__Entries shown__

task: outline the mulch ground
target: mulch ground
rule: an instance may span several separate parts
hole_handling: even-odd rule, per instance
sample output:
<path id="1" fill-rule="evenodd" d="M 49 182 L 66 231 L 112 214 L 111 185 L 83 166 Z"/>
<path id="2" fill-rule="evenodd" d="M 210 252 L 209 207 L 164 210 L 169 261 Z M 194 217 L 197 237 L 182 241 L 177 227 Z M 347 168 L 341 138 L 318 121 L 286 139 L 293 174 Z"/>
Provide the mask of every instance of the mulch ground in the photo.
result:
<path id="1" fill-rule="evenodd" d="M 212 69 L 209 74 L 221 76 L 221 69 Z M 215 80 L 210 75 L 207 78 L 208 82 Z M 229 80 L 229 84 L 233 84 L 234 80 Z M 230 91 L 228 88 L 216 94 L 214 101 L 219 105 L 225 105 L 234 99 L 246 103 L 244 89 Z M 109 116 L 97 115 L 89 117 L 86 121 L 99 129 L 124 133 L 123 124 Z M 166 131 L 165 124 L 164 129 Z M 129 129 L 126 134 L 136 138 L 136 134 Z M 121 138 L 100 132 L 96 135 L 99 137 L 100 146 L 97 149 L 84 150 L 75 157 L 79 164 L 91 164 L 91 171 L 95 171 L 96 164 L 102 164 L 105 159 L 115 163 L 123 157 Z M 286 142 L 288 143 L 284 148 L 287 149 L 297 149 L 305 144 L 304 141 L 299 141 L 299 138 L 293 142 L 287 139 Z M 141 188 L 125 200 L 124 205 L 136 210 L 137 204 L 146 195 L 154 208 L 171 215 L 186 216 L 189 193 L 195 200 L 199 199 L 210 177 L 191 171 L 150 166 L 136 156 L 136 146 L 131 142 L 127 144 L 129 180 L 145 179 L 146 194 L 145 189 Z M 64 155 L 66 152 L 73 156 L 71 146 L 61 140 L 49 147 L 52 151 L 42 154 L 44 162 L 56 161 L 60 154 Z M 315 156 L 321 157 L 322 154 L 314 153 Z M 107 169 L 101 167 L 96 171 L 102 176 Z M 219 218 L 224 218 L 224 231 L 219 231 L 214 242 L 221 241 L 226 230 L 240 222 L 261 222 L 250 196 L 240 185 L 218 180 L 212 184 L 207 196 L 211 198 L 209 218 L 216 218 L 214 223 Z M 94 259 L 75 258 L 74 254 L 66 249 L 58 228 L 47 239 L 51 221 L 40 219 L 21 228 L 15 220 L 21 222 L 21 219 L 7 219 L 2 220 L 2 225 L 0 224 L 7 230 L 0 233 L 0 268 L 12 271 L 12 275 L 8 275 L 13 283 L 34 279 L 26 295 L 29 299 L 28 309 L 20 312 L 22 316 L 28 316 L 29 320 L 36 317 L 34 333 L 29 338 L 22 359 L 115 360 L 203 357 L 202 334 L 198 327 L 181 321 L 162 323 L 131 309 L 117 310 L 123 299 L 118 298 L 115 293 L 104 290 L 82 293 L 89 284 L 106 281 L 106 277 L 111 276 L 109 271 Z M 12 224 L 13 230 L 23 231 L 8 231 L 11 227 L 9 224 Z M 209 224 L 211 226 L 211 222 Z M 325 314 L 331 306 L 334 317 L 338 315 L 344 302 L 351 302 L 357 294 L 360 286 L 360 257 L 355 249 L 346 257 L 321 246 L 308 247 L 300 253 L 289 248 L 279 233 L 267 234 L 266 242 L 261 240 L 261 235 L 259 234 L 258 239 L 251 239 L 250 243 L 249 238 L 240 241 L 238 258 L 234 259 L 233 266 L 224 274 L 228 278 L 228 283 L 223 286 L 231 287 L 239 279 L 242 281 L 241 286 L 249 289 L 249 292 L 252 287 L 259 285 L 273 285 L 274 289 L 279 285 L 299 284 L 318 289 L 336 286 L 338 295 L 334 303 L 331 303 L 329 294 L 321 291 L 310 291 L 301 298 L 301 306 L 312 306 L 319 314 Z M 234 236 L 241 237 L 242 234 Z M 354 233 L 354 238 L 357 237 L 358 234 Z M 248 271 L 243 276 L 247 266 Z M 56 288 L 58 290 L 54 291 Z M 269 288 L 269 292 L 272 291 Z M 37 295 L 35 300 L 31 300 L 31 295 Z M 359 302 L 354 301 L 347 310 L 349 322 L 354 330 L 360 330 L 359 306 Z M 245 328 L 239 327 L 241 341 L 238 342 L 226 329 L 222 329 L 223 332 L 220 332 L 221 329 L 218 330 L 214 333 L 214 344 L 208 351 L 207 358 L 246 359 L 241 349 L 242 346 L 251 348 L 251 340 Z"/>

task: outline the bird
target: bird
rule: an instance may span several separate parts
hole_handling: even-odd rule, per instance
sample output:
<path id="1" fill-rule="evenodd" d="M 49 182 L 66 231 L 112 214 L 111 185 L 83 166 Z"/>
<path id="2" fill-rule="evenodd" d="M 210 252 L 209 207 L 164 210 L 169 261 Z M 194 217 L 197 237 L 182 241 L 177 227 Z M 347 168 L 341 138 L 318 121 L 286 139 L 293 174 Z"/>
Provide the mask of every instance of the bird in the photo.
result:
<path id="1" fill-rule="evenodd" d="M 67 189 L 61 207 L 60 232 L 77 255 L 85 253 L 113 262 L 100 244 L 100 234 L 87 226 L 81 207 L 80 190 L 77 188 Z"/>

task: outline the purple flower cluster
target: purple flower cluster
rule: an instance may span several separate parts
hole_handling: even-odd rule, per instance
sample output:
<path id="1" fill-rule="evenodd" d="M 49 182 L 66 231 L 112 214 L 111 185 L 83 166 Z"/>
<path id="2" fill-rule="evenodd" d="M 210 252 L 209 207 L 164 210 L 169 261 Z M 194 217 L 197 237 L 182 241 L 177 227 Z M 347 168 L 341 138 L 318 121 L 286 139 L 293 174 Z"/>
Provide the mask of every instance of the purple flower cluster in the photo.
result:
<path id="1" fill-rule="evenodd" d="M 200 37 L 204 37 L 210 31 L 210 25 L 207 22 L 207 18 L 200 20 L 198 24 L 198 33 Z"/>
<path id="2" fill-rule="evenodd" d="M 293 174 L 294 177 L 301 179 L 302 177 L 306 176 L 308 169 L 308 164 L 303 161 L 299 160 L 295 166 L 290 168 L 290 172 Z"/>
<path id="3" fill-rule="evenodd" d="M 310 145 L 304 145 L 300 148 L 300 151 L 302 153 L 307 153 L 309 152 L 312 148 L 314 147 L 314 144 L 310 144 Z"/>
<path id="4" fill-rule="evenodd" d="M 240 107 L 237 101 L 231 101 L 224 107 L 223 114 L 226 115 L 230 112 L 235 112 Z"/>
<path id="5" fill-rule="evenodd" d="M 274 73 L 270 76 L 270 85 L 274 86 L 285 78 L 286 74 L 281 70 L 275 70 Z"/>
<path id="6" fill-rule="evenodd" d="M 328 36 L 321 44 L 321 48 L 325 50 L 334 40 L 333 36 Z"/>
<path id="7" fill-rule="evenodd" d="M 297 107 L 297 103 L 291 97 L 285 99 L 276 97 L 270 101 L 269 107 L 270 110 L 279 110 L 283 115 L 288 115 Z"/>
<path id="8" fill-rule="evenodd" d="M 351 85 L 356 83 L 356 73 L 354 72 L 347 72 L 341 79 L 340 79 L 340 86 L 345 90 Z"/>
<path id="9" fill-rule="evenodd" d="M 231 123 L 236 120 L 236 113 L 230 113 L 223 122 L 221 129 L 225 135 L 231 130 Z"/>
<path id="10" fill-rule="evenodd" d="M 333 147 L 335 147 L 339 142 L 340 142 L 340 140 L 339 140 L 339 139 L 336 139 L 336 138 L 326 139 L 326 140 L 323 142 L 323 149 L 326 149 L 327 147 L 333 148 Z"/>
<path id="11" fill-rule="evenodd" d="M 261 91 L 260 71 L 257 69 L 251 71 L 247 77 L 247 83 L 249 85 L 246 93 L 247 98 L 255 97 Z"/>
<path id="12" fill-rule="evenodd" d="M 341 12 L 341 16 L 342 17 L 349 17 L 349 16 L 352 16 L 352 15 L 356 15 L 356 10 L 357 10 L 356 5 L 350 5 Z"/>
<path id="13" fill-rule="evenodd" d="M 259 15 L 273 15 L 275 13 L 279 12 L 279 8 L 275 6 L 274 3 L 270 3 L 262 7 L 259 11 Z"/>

__Problem details__
Could you output the material between the line holding "task: outline the purple flower cluster" and the line holding "200 37 L 204", both included, as a Markdown table with columns Row and Line, where each line gets a row number and blank lines are dropped?

__Expected answer__
| Row | Line |
|---|---|
| 1 | task: outline the purple flower cluster |
| 2 | target: purple flower cluster |
| 3 | rule: an instance may span several separate parts |
| 4 | hole_handling: even-odd rule, per instance |
| 5 | sample output: |
| 6 | <path id="1" fill-rule="evenodd" d="M 49 182 L 66 231 L 112 214 L 111 185 L 83 166 Z"/> |
| 7 | <path id="2" fill-rule="evenodd" d="M 210 252 L 209 207 L 164 210 L 169 261 Z M 194 217 L 197 237 L 182 241 L 177 227 Z M 347 168 L 341 138 L 318 121 L 286 139 L 293 174 Z"/> |
| 8 | Provide the mask of every instance of the purple flower cluster in the photo. |
| 9 | result: |
| 10 | <path id="1" fill-rule="evenodd" d="M 200 37 L 204 37 L 210 31 L 210 25 L 207 22 L 207 18 L 200 20 L 198 24 L 198 33 Z"/> |